Arrange every line of the entries below as a Markdown table with the columns Row and Line, numbering the rows and skipping blank lines. Leave the pictures out of the table.

INFORMATION GIVEN
[start]

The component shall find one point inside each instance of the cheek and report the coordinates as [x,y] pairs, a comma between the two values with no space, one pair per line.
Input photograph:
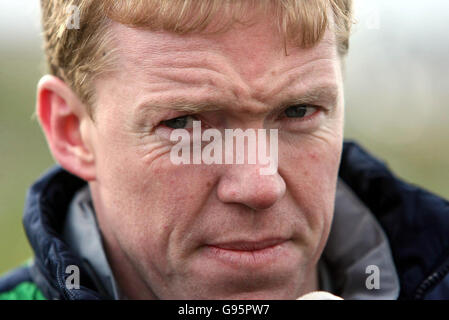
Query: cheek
[151,204]
[310,171]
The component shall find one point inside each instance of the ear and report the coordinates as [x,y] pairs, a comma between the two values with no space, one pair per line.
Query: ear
[67,126]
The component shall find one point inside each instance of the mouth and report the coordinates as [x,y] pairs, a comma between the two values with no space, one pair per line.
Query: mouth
[248,254]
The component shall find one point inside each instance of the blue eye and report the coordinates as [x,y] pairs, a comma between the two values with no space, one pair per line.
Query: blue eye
[299,111]
[183,122]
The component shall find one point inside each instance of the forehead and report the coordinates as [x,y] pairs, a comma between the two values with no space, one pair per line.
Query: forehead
[245,61]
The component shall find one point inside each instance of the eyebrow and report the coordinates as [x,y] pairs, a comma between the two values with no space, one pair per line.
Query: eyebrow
[327,93]
[323,92]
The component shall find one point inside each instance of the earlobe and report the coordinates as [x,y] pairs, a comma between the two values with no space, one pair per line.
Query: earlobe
[67,127]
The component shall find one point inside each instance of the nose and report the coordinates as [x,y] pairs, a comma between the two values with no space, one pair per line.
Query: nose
[243,184]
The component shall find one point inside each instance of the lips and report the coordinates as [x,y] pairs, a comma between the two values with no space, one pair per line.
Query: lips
[249,245]
[254,255]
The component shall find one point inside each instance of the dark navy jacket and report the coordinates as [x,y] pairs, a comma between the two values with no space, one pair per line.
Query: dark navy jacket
[415,221]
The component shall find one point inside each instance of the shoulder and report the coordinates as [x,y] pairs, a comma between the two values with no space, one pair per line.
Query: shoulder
[415,221]
[18,285]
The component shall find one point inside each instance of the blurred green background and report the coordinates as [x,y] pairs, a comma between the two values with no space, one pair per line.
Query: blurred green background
[397,90]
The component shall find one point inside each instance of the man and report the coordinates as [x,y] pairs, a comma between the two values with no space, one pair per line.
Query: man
[118,219]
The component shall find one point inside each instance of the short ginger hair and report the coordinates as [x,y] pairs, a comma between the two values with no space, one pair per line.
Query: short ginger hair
[78,56]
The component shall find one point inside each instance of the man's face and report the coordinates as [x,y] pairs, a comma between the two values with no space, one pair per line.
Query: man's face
[216,231]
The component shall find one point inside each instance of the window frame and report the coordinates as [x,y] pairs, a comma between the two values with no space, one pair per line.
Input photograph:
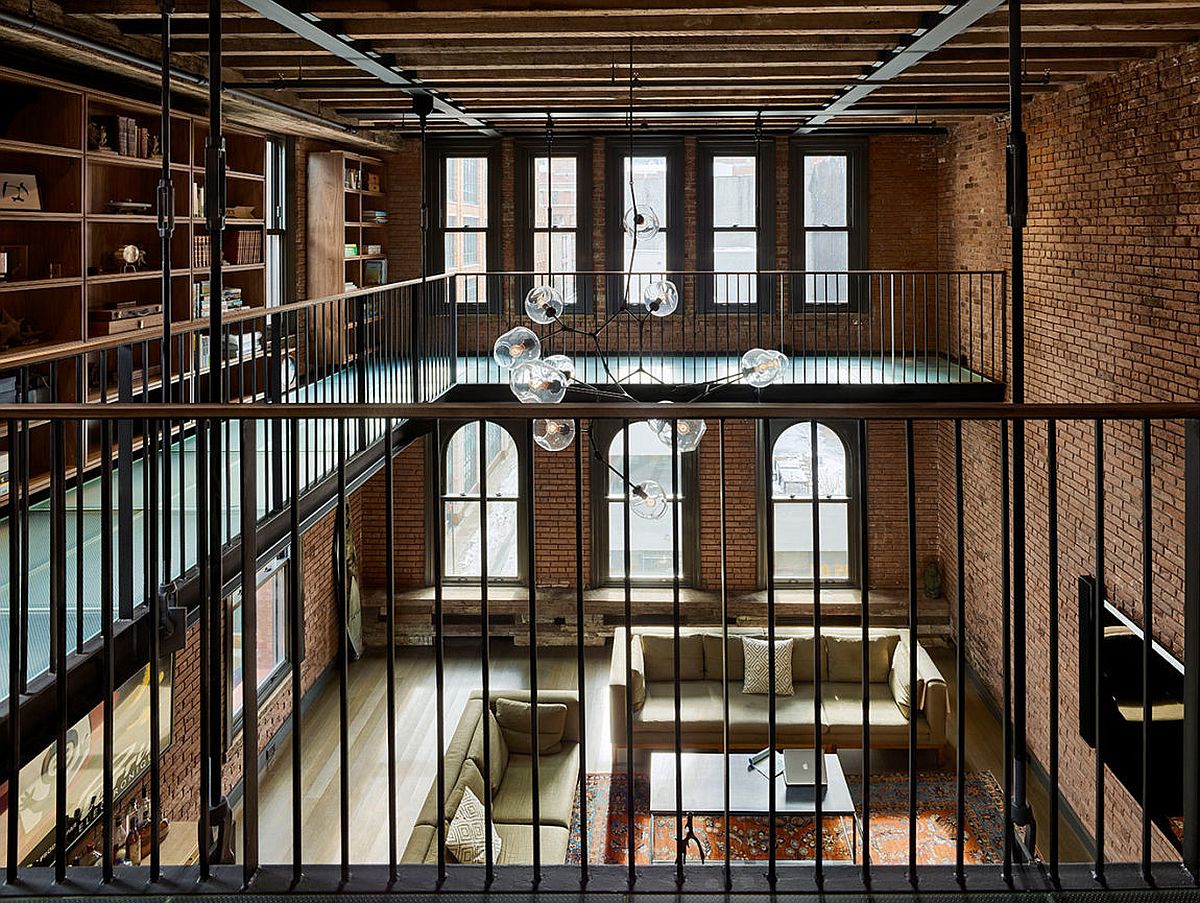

[end]

RESPONSE TO THE EXERCISE
| Row | Line |
|---|---|
| 1 | The component shall find one point inside each instance of the cheek and report the coordinates as [x,y] pairs, a comma between the two values with no space, one pair per line. |
| 2 | Input photograph: |
| 3 | Query: cheek |
| 4 | [151,204] |
| 5 | [310,171] |
| 6 | The component shall find one point inside each instance of the ear and report the coordinates as [x,y] pairs, a comma between the two values with no space, one pair per line. |
| 7 | Query: ear |
| 8 | [67,126] |
| 9 | The component shall find one point inside each instance of the mouth and report the coordinates as [x,y] pairs, a comma between the two values with no space, one pair per line. |
| 10 | Query: mouth |
| 11 | [248,254] |
| 12 | The component shall find one point inside each instance of the blue eye and report the coordinates as [x,y] pairs, a comma between the two values with no space, one pair per line. |
| 13 | Query: blue eye |
| 14 | [299,111] |
| 15 | [183,122] |
| 16 | The component shall find one point inside each instance of the forehead and report the coordinates as [x,y] pairs, a comma between the two values with no space, one pair per line. |
| 17 | Query: forehead |
| 18 | [245,61] |
| 19 | The component shall find one point inside each instance of the eyebrow and report the coordinates as [x,y] pairs, a comma between the two values with no space, one pair per line. |
| 20 | Query: eyebrow |
| 21 | [327,93] |
| 22 | [323,92] |
| 23 | The component shall find one point inside each instance of the earlobe and report the coordinates as [x,y] pairs, a comma between the two values with no space, one pair per line. |
| 24 | Query: earlobe |
| 25 | [67,127] |
| 26 | The component shall find one point inside each instance of the nose and report the coordinates as [x,y] pairs, a comma between the two values with no space, one pair per line. |
| 27 | Query: nose |
| 28 | [243,184] |
| 29 | The component shall find one point inside each instance of the lips and report the coordinates as [x,y] pairs, a comma between the two values with no space, one pair per line. |
| 30 | Query: lips |
| 31 | [249,245] |
| 32 | [254,255] |
| 33 | The component shall find one point inside each instance of the dark navy jacket and report the coordinates as [x,y] pairs, a comma between the two values with no space, one pair per line. |
| 34 | Query: dark navy jacket |
| 35 | [415,221] |
| 36 | The component shall find one point inside each instance of the shoulder and report the coordinates as [x,y] pairs, a comma between the two values with no space, one pair per line. |
| 37 | Query: shoulder |
| 38 | [415,221] |
| 39 | [18,285] |
| 40 | The component shall find one point inside each instance of the blurred green background and report the coordinates as [x,y] pairs, a comma between the two values with no space, one pair per line. |
| 41 | Query: blurred green background |
| 42 | [397,90] |
| 43 | The component shall find one point inside each instance of the man and report the coordinates as [x,y] pairs, a comma between the two values with no space, one pair per line. |
| 44 | Query: man |
| 45 | [118,219] |
| 46 | The component shall find one point inside each instance of the short ginger hair and report the coordinates as [x,y] pairs, a comma between the two values with no space, one pair per line. |
| 47 | Query: short ginger hair |
| 48 | [78,56] |
| 49 | The component shall find one point inside each instance of the man's face and report the coordinates as [x,y] pairs, a comma between the two values with no space, one pair per line. |
| 50 | Query: man's face |
| 51 | [216,231] |
| 52 | The component shall find one point inside each instance of the window frame and report the coordinates as [x,y] pairs, a comma between the two values with no space, one pair per line. |
| 53 | Input photograph: |